**Aim**
Please copy the material from its start through the line containing "top-left (171, 164), bottom-right (511, 299)", inclusive, keeping every line and shifting each coordinate in the answers up by 129.

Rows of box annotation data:
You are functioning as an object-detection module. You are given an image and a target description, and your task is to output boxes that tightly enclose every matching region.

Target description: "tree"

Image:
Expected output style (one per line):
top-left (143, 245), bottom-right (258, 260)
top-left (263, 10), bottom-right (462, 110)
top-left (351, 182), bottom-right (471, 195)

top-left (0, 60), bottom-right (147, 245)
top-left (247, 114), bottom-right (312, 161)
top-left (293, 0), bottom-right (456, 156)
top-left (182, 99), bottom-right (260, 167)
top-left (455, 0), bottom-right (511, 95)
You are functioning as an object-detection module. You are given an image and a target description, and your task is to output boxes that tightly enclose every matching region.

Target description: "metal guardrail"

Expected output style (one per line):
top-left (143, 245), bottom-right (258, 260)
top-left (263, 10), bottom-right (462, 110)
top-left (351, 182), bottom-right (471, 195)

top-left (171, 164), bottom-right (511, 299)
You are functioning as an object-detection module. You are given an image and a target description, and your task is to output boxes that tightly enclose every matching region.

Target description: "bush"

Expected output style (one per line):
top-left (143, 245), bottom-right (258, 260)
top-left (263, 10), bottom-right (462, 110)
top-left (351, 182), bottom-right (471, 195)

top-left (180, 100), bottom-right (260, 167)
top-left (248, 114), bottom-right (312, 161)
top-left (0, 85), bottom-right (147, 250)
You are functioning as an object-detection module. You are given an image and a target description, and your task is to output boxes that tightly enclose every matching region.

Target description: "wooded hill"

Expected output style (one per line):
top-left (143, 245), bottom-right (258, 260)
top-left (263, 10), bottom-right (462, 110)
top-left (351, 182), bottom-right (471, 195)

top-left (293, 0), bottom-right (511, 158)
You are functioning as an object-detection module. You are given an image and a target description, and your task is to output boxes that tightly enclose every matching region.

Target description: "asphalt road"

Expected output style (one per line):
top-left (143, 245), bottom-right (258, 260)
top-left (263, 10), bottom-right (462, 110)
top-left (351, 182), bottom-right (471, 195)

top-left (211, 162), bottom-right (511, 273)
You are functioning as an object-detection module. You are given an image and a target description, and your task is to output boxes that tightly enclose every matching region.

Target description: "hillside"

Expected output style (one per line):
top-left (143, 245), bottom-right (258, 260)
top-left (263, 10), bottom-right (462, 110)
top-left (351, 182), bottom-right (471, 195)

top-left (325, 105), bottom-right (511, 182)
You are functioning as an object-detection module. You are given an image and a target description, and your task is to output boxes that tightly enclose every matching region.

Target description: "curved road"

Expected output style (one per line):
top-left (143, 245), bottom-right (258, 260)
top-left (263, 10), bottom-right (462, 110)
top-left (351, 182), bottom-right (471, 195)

**Response**
You are functioning as an object-detection module. You are given an image and a target description, and your task is to output boxes that tightly enclose every matching region.

Target description: "tree"

Image:
Expected output style (one per line):
top-left (143, 245), bottom-right (258, 260)
top-left (263, 10), bottom-right (462, 110)
top-left (351, 182), bottom-right (471, 195)

top-left (129, 189), bottom-right (276, 374)
top-left (376, 243), bottom-right (441, 290)
top-left (422, 129), bottom-right (585, 285)
top-left (311, 228), bottom-right (389, 296)
top-left (584, 129), bottom-right (640, 224)
You are functioning as an object-detection module. You are given an image and a target description, and your task is to output boxes that tightly enclose every matching region.

Target description: "metal guardrail"

Expected output style (one per line):
top-left (143, 245), bottom-right (258, 260)
top-left (263, 10), bottom-right (462, 110)
top-left (351, 182), bottom-right (471, 195)

top-left (300, 293), bottom-right (640, 428)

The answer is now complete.